PROBLEM
Output all the data exactly.

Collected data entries
╔══

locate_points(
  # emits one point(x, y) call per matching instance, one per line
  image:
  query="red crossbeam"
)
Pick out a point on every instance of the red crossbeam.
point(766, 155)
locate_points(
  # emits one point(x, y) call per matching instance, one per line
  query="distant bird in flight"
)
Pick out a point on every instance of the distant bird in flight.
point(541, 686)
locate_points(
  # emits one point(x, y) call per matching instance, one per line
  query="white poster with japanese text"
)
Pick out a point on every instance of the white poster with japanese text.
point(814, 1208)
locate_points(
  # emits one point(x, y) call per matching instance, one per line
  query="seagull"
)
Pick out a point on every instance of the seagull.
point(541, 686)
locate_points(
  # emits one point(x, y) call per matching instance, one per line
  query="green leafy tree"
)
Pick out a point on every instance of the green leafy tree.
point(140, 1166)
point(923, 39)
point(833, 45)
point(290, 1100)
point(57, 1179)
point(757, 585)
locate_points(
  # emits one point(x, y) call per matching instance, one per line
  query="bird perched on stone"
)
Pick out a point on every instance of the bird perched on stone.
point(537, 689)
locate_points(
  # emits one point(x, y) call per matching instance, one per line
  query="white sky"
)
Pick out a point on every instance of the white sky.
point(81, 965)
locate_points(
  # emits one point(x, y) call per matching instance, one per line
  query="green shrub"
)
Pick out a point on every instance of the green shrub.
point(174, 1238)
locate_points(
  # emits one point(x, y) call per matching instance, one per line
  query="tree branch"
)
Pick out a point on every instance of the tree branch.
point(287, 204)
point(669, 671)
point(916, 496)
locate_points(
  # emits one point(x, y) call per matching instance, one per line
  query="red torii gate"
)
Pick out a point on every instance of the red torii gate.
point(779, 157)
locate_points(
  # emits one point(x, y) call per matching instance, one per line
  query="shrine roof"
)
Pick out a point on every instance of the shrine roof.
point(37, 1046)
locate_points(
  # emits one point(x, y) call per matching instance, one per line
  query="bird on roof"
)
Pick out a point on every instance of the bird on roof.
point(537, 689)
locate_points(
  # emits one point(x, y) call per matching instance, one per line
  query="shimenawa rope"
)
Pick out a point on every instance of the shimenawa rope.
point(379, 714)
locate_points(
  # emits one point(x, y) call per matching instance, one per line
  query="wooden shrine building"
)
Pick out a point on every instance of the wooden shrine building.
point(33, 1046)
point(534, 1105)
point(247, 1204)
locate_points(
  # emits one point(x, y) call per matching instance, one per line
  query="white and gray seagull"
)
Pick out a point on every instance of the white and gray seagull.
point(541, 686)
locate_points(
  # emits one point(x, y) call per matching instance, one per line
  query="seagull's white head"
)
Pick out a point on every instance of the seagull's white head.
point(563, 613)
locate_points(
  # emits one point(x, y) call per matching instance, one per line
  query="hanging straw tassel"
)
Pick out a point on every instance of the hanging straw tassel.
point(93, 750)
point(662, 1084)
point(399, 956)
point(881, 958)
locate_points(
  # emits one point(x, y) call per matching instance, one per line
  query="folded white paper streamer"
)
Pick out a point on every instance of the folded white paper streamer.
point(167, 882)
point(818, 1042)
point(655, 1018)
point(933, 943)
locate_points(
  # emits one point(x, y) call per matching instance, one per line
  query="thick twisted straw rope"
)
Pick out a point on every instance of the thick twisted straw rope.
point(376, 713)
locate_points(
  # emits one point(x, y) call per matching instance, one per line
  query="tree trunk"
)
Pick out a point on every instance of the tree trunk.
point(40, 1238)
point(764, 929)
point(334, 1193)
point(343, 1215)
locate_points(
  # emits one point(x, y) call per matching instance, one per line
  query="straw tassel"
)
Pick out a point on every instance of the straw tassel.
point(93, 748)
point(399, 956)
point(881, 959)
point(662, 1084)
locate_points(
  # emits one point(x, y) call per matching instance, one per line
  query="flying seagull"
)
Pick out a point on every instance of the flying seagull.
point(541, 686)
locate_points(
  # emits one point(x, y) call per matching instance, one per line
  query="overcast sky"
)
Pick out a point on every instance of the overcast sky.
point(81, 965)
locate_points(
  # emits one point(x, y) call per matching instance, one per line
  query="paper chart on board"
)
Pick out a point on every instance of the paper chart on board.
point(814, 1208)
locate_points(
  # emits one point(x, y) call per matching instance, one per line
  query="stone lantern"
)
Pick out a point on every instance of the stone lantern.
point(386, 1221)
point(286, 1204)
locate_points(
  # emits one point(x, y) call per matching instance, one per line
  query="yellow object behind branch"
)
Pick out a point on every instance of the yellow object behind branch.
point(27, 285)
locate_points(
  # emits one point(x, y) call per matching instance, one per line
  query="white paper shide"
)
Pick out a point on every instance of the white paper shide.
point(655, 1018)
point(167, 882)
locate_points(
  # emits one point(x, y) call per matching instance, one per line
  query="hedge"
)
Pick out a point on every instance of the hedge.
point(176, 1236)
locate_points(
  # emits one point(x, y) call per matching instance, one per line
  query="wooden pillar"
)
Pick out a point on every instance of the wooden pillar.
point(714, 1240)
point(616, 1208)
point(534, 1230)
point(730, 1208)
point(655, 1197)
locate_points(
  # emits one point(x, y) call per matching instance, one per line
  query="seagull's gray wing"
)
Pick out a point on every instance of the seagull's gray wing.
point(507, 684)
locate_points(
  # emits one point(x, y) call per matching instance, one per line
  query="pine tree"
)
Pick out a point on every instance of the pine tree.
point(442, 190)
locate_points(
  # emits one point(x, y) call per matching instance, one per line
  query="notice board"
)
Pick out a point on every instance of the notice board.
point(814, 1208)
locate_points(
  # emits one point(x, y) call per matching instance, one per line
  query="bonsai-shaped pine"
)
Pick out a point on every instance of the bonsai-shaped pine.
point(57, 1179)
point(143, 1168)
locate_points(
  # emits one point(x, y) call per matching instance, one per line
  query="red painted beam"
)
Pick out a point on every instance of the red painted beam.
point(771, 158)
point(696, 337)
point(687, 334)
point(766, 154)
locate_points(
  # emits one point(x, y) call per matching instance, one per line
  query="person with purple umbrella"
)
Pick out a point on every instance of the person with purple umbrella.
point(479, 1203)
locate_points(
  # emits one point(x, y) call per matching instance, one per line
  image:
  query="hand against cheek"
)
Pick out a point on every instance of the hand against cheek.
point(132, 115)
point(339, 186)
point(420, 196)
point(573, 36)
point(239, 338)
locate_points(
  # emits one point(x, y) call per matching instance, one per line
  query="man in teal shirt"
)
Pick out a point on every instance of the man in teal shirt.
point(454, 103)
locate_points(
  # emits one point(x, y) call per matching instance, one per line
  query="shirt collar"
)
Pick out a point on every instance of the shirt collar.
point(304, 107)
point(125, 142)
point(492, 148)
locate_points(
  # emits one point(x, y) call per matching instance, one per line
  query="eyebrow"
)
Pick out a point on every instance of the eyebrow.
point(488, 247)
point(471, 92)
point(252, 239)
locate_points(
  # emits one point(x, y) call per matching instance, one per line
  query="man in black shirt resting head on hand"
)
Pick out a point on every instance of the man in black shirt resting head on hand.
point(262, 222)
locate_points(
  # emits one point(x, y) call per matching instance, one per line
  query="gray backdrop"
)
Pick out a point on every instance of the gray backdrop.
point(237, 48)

╚══

RESULT OF THIS TASK
locate_points(
  # emits one point(x, y) call per matching instance, one per line
  image:
  query="red crossbeam"
)
Pick out a point on every instance of the red crossbeam.
point(766, 155)
locate_points(
  # emits one point(x, y) call per matching instance, one per line
  query="distant bird in flight"
)
Pick out a point on every instance of the distant bird in flight.
point(541, 686)
locate_points(
  # emits one point(x, y) call per matching instance, one per line
  query="white poster with japanese text"
)
Pick out a point on every instance of the white poster with japanese text.
point(814, 1208)
locate_points(
  # emits one point(x, y) call per matching instance, one per line
  query="seagull"
)
Pick out a point on every instance of the seagull.
point(541, 686)
locate_points(
  # emits one point(x, y) call per matching instance, one per line
  query="green leafy tree"
)
Pick out a point on every instance of the green leafy tree.
point(140, 1166)
point(923, 39)
point(833, 45)
point(290, 1100)
point(57, 1179)
point(757, 585)
locate_points(
  # emits one point(x, y) call per matching instance, one per line
  query="bird perched on stone"
)
Pick out a point on every instance of the bird perched on stone.
point(537, 689)
locate_points(
  # emits one point(x, y) call per matching instance, one per line
  query="white sky"
)
Pick out a point on every instance of the white sky.
point(81, 965)
locate_points(
  # emits one point(x, y) call per matching instance, one per line
  query="green shrub"
)
Pick out a point on every instance of the green shrub.
point(174, 1238)
locate_points(
  # emits one point(x, y) call per matching instance, one per line
  query="tree branch"
)
Pick out a point on every instance of the tree branch.
point(287, 204)
point(669, 671)
point(916, 496)
locate_points(
  # emits one point(x, y) call per matching instance, one per line
  query="red torii gate"
)
Pick out a point on every instance of the red torii gate.
point(779, 157)
locate_points(
  # emits one point(x, y) call per matching instance, one per line
  query="shrine roof"
)
Pick out a point on every instance of the shrine roof.
point(37, 1046)
locate_points(
  # emits one point(x, y) call per matching instance, one per line
  query="bird on roof"
)
Pick out a point on every instance of the bird on roof.
point(537, 689)
locate_points(
  # emits one point(x, y) call per matching instance, one per line
  query="shimenawa rope"
)
Pick out a point on every instance of the shimenawa rope.
point(379, 714)
locate_points(
  # emits one point(x, y) call per matching instance, one per line
  query="wooden shrine building"
)
Pick out a point on every instance of the wooden shrine building.
point(33, 1046)
point(534, 1105)
point(247, 1204)
locate_points(
  # emits one point(x, y) call per matching instance, one per line
  query="white and gray seagull"
)
Pick out a point on every instance of the white and gray seagull.
point(541, 686)
locate_points(
  # emits one point(x, y) call per matching instance, one per line
  query="seagull's white head"
)
Pick out a point on every instance of the seagull's white head.
point(563, 613)
locate_points(
  # emits one point(x, y) call per matching instance, one per line
  query="hanging straw tassel"
)
Pick out a point on every instance of the hanging straw tassel.
point(93, 750)
point(662, 1084)
point(399, 956)
point(881, 958)
locate_points(
  # emits one point(x, y) call per matching instance, one per line
  query="folded white paper streamer"
)
Pick out a point on every instance of the folded white paper streamer.
point(167, 882)
point(818, 1042)
point(655, 1018)
point(933, 943)
locate_points(
  # emits one point(x, y) call per matching instance, one per line
  query="thick twisted straw rope"
)
Pick out a point on every instance of the thick twisted straw rope.
point(376, 713)
locate_points(
  # emits one point(x, y) call per matching instance, one per line
  query="tree trunk"
)
Pick out a point on every instance of the tree trunk.
point(40, 1238)
point(764, 929)
point(334, 1193)
point(343, 1215)
locate_points(
  # emits one point(x, y) call per matching instance, one per line
  query="straw tassel"
)
Pick out a point on every instance of the straw tassel.
point(93, 748)
point(399, 956)
point(881, 959)
point(662, 1084)
locate_points(
  # emits one point(x, y) call per matching instance, one per line
  query="flying seagull"
)
Pick out a point on every instance of the flying seagull.
point(541, 686)
locate_points(
  # emits one point(x, y) call per matching instance, one per line
  query="overcast sky"
)
Pick out a point on every instance of the overcast sky.
point(81, 965)
locate_points(
  # emits one point(x, y) call per matching instance, one per line
  query="paper chart on board"
)
Pick out a point on every instance of the paper chart on board.
point(814, 1208)
locate_points(
  # emits one point(x, y) call per matching instance, one per line
  query="stone lantern"
)
Pick out a point on every instance of the stone lantern.
point(386, 1221)
point(286, 1204)
locate_points(
  # emits one point(x, y) call per matching instance, one per line
  query="yellow object behind branch"
)
Pick out a point on every instance of the yellow object behind branch.
point(27, 285)
locate_points(
  # emits one point(x, y) call per matching instance, one per line
  query="white paper shide"
)
Pick out a point on every instance of the white paper shide.
point(655, 1018)
point(167, 882)
locate_points(
  # emits one point(x, y) call per matching instance, one per line
  query="hedge"
)
Pick out a point on every instance of the hedge.
point(176, 1236)
locate_points(
  # emits one point(x, y) call per matching instance, one per line
  query="wooden pillar"
)
Pick out a point on every instance of the wooden pillar.
point(714, 1240)
point(616, 1208)
point(534, 1230)
point(730, 1208)
point(655, 1197)
locate_points(
  # emits one point(x, y) call per matching instance, one per line
  query="seagull's gray wing"
)
Pick out a point on every instance of the seagull's gray wing.
point(507, 684)
locate_points(
  # emits one point(x, y) call per matching instance, one per line
  query="pine tree"
)
Pick out a point on every instance of the pine tree.
point(442, 190)
locate_points(
  # emits one point(x, y) call per matching instance, one per line
  query="notice board"
)
Pick out a point on every instance of the notice board.
point(814, 1208)
locate_points(
  # emits one point(x, y) call per matching instance, one per line
  query="bonsai-shaped pine"
)
Pick out a point on every instance of the bonsai-shaped pine.
point(57, 1179)
point(143, 1168)
locate_points(
  # emits one point(x, y) call per matching instance, one per line
  query="red painted beam"
)
Pick out a point on every instance of the red painted beam.
point(771, 158)
point(696, 337)
point(687, 334)
point(766, 154)
locate_points(
  # emits one point(x, y) call per matching instance, one per line
  query="person with purple umbrella"
)
Pick out a point on every instance of the person with purple umbrella.
point(479, 1203)
locate_points(
  # emits one point(x, y) call per matching instance, one per line
  image:
  query="hand against cheek"
)
Pick out a point on every instance of the hand against cheek.
point(132, 115)
point(339, 186)
point(420, 196)
point(573, 36)
point(239, 338)
locate_points(
  # emits one point(x, y) call per matching instance, one per line
  query="man in teal shirt"
)
Pick out a point on every instance of the man in teal shirt.
point(454, 103)
locate_points(
  # emits one point(x, y) call per matching instance, one per line
  query="shirt collar"
)
Pick out a point on every instance of the shirt collar.
point(304, 107)
point(125, 142)
point(492, 148)
locate_points(
  # emits one point(x, y) call per matching instance, one per line
  query="eyebrow"
)
Pick out a point on every instance of the eyebrow.
point(488, 247)
point(471, 92)
point(252, 239)
locate_points(
  # emits one point(x, y) call per matching instance, one per line
  query="man in black shirt resting head on hand"
)
Pick out a point on every instance of the man in black shirt resting head on hand.
point(262, 222)
locate_points(
  # emits one point(x, y) call per matching instance, one per line
  query="gray backdrop"
)
Pick out a point on every instance of the gray backdrop.
point(237, 48)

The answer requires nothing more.